Object pointing dataset rows
◇ ◇ ◇ ◇

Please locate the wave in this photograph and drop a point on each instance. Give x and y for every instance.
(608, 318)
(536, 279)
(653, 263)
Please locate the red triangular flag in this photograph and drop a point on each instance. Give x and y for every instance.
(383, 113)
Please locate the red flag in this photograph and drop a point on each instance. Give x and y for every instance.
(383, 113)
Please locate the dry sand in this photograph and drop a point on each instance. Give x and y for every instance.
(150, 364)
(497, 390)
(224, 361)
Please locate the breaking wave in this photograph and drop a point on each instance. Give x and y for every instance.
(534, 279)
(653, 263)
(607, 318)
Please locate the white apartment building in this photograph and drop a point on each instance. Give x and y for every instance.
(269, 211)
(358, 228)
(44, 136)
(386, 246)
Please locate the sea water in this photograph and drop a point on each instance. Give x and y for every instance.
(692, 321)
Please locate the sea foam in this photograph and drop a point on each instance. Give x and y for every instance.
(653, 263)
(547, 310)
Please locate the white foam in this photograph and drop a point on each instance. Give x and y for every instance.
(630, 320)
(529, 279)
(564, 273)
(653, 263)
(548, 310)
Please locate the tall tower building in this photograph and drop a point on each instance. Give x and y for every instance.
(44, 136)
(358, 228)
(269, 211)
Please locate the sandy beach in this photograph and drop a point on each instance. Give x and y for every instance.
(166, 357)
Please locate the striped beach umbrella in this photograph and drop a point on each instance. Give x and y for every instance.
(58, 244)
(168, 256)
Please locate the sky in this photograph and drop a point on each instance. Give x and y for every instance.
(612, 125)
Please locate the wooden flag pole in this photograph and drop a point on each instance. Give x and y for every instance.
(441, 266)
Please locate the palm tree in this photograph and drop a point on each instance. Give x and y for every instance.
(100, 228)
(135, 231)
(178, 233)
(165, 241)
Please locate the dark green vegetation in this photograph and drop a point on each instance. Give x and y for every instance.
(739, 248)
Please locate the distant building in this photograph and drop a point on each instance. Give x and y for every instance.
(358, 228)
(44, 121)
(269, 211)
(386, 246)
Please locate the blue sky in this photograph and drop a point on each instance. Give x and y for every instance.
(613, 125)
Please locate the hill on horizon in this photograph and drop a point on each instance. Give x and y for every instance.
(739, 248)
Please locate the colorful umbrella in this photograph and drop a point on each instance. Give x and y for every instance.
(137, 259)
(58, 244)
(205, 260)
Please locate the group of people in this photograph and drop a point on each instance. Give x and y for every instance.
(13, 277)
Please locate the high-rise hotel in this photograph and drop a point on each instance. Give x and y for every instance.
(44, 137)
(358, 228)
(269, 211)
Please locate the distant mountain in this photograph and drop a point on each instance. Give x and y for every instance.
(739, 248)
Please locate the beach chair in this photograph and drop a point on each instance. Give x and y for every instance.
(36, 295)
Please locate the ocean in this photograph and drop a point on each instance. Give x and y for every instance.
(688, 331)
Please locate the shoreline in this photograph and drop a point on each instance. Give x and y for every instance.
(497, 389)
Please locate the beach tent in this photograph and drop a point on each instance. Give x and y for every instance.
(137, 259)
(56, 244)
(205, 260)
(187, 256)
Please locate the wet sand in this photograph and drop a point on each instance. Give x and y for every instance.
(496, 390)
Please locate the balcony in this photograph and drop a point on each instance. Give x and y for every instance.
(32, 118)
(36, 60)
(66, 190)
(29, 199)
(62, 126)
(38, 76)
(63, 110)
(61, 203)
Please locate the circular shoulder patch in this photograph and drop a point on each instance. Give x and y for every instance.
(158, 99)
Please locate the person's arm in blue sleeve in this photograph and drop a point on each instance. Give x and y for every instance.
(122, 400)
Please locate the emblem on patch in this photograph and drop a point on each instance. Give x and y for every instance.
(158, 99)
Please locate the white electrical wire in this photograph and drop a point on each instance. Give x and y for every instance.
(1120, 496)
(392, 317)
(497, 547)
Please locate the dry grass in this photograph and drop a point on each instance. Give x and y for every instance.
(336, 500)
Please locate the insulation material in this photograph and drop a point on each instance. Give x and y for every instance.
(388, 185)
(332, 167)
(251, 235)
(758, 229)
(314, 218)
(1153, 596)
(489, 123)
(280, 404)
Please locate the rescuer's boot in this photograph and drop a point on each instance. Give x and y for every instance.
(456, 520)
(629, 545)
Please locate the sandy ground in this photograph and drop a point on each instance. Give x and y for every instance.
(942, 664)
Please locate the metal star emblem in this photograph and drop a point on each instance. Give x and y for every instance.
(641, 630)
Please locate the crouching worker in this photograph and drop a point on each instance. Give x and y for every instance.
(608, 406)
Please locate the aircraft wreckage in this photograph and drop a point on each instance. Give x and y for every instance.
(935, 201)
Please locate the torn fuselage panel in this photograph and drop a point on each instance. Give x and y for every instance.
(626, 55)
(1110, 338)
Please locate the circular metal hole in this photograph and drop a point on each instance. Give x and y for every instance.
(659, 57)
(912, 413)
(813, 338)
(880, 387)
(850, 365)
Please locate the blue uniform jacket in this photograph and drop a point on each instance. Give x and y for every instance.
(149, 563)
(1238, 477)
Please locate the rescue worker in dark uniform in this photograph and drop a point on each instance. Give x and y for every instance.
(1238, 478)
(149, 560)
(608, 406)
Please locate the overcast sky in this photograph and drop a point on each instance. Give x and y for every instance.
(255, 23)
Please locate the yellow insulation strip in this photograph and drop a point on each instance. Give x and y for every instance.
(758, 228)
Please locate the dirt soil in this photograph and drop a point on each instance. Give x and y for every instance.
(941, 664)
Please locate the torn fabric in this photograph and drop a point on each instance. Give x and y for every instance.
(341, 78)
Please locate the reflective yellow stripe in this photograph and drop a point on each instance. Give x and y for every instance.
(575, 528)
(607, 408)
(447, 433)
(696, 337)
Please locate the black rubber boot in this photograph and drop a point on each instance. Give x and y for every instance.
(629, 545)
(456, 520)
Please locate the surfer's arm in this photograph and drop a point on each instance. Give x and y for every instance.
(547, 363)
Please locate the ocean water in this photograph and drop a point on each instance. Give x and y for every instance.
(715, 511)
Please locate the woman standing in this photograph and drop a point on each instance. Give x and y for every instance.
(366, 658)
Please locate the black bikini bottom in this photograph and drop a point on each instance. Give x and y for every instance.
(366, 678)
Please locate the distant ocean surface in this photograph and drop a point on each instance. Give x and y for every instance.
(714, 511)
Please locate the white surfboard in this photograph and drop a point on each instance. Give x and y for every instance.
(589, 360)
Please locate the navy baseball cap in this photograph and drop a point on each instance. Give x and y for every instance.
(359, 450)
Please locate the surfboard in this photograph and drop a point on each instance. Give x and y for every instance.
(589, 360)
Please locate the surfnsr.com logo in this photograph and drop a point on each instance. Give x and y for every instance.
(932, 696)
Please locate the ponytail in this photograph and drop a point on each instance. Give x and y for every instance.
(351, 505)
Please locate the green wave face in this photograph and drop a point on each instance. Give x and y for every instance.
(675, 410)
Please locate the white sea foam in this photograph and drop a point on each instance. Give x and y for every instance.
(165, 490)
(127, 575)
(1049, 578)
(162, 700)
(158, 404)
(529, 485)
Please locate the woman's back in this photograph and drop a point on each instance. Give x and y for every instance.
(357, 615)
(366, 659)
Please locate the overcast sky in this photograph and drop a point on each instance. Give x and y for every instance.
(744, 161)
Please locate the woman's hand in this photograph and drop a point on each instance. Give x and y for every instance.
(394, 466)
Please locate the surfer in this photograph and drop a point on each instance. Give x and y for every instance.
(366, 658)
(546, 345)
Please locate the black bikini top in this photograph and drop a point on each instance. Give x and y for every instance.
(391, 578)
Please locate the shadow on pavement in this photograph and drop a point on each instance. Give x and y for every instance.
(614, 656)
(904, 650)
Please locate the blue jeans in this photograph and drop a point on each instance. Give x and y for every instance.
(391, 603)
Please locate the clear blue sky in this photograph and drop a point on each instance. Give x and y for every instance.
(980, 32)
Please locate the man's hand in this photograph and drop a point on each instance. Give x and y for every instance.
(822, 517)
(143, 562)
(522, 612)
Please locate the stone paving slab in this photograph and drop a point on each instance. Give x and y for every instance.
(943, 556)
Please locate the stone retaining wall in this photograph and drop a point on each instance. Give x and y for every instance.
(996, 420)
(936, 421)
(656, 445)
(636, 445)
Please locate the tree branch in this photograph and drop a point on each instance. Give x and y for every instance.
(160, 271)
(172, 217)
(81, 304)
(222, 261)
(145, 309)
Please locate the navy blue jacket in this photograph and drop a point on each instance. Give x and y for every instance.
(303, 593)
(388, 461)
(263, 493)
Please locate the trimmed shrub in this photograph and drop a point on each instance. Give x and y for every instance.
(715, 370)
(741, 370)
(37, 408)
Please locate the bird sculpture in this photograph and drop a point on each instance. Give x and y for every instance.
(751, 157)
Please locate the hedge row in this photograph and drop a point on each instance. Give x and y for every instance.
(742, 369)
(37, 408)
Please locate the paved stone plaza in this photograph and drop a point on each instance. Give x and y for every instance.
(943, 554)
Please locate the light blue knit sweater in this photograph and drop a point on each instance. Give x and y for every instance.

◇ ◇ ◇ ◇

Directions:
Quote exactly the line containing "Please locate the navy blue" and every later line through the end of the listing, and no other lines.

Full answer:
Please locate the navy blue jacket in this photograph and drop a point on each instance. Give x and y for every instance.
(303, 593)
(388, 461)
(263, 493)
Please locate the trimmed shrub in this photograph and drop a point on each instance. Give x and y for every instance.
(715, 370)
(741, 370)
(37, 408)
Please locate the bird sculpture in this photograph and drop a point on each instance. Give x and y for every instance.
(751, 157)
Please locate the hedge row in this photograph and drop a point on each instance. Give x and y for every instance.
(742, 369)
(37, 408)
Please locate the paved stone plaza in this photograph and drop a point on each instance. Give x and y for every instance.
(943, 554)
Please locate the light blue knit sweater in this photograph and drop a point on each instance. Give x and y for every instance.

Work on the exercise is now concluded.